┌─ INPUT ROWS

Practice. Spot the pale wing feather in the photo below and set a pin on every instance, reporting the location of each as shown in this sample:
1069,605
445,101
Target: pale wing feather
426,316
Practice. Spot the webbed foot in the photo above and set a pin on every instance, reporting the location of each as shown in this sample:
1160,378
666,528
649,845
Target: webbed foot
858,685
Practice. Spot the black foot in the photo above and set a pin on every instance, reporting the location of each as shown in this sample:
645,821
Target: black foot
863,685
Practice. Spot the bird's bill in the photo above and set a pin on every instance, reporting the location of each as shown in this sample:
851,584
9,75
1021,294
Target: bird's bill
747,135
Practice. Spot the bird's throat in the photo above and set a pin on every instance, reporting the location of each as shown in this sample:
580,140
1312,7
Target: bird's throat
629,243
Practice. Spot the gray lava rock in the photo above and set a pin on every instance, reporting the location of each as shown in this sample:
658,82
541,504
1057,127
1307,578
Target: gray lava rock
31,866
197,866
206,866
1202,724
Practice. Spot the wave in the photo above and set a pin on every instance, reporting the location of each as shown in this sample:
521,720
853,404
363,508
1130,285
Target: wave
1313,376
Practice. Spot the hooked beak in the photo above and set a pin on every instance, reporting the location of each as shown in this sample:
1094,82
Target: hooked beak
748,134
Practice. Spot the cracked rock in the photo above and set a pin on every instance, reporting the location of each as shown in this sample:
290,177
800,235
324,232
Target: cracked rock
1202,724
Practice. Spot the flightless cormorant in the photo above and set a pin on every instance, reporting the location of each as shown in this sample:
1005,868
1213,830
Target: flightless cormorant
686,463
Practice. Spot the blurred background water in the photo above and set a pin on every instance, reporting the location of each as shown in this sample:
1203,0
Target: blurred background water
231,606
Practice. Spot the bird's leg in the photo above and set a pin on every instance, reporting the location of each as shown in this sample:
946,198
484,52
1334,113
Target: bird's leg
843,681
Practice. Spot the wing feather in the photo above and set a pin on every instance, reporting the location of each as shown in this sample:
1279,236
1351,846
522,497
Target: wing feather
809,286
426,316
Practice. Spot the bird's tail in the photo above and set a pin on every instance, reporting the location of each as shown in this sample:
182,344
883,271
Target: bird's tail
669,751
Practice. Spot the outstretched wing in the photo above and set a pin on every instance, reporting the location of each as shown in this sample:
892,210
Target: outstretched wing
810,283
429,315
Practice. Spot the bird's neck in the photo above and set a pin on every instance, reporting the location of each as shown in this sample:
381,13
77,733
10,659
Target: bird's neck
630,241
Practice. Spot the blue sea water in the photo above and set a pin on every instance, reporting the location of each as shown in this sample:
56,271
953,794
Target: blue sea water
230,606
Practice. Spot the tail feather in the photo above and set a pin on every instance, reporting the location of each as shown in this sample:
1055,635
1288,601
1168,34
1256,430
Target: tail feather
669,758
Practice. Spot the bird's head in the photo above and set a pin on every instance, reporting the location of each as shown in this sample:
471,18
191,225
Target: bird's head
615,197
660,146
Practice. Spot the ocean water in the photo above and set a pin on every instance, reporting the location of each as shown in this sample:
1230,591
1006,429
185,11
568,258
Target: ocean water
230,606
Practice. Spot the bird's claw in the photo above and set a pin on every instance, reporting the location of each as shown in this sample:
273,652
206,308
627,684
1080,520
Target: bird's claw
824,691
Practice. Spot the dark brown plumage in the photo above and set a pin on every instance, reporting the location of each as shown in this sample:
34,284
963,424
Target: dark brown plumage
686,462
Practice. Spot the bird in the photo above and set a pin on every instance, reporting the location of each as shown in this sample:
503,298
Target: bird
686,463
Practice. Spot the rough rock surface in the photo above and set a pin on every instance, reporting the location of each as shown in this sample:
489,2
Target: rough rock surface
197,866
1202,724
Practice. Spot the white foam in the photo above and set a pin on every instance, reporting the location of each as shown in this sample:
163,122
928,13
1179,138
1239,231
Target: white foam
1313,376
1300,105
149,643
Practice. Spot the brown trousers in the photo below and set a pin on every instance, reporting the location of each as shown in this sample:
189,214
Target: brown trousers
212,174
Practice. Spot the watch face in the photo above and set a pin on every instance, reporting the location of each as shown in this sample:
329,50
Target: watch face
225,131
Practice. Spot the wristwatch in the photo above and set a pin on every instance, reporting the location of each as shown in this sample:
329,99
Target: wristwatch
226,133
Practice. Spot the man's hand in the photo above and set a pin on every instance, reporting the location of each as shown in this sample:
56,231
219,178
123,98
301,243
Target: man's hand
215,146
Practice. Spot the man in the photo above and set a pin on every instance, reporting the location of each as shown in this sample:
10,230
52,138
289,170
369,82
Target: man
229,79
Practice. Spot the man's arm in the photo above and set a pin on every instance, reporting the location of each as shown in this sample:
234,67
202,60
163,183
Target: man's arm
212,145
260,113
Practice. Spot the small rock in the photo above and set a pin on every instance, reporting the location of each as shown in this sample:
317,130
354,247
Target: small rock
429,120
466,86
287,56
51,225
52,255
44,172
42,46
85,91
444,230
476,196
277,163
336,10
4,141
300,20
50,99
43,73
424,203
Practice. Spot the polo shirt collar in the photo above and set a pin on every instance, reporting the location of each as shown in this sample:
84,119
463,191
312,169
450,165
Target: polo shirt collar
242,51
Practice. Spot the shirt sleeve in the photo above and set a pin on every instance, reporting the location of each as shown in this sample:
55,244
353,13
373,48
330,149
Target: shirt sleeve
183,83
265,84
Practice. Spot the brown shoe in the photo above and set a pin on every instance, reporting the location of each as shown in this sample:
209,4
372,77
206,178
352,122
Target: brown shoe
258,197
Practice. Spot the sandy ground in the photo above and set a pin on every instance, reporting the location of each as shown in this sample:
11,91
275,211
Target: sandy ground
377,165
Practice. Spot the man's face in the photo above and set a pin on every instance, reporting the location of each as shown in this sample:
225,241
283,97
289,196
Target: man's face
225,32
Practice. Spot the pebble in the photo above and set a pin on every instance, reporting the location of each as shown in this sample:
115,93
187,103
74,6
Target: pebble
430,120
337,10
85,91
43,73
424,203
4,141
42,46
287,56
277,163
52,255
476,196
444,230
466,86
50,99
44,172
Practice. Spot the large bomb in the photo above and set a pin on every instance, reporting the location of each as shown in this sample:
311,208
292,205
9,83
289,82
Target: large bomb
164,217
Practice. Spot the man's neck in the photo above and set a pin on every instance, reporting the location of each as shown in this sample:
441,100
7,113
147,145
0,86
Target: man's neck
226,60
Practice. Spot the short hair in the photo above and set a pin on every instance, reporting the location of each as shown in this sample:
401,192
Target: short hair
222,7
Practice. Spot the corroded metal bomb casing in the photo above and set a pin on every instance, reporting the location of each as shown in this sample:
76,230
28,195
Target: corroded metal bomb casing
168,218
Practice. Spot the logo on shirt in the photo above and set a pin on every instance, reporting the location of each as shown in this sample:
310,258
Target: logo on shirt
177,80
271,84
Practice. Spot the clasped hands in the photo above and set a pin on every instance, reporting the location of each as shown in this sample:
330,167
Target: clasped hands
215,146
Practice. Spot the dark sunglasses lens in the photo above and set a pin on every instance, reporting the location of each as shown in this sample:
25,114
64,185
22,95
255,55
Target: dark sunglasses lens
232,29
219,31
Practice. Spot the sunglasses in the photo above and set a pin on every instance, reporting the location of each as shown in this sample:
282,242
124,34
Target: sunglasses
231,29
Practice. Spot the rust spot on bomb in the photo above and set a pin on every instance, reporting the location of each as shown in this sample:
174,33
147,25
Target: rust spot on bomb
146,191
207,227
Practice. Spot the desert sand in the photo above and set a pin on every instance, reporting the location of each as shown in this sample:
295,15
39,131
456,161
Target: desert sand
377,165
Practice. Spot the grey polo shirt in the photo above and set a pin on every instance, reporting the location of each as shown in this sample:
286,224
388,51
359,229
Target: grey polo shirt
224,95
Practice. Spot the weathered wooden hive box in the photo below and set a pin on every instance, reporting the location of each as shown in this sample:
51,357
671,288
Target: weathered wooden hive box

└─

OBJECTIVE.
Give back exactly the lines that run from the line with "Practice. Spot the large" through the close of the material, counting both ends, and nothing more.

ANSWER TO THIS EXERCISE.
Practice. Spot the large bomb in the photo above and set a pin on every instance, reporting the location of each as shown in this sample:
311,208
292,205
9,83
289,82
Target: large bomb
164,217
Practice. Spot the man's neck in the photo above and set a pin on every instance, reporting the location of each as shown in this sample:
441,100
7,113
147,145
0,86
Target: man's neck
226,60
Practice. Spot the short hair in the photo above and set a pin on every instance, reporting the location of each as shown in this sample:
401,192
Target: short hair
222,7
Practice. Spot the corroded metal bomb casing in the photo above and set a pin on every instance, reporting the location of each as shown in this sample:
76,230
28,195
Target: corroded metal bomb casing
168,218
Practice. Spot the logo on shirt in the photo above and set a pin on every instance, reporting the location of each as shown in this sample:
310,258
Target: logo on shirt
177,80
271,84
Practice. Spot the clasped hands in the photo above and set a pin on every instance, reporting the location of each as shown in this sample:
330,167
Target: clasped hands
215,146
Practice. Spot the dark sunglasses lens in the photo above and set a pin on every instance, reporting the location of each as shown in this sample:
25,114
64,185
22,95
255,55
Target: dark sunglasses lens
232,29
219,31
Practice. Spot the sunglasses in the photo above and set a pin on every instance, reporting the location of each as shown in this sample:
282,242
124,34
Target: sunglasses
231,29
Practice. Spot the rust spot on bomb in the photo above and set a pin on every instance, reporting the location of each as shown in this sample:
174,33
147,25
Target: rust spot on bomb
146,191
207,227
Practice. Spot the desert sand in the photo above and set a pin on every instance, reporting the location of each as shown in this sample:
295,15
39,131
456,161
Target: desert sand
377,165
Practice. Spot the grey polo shirt in the photo above and set a pin on every instance, reporting the location of each as shown in this sample:
286,224
388,51
359,229
Target: grey polo shirt
224,95
Practice. Spot the weathered wooden hive box in the photo below and set a pin on every instance, reporting the location of each as shown in this sample:
51,357
671,288
Target: weathered wooden hive box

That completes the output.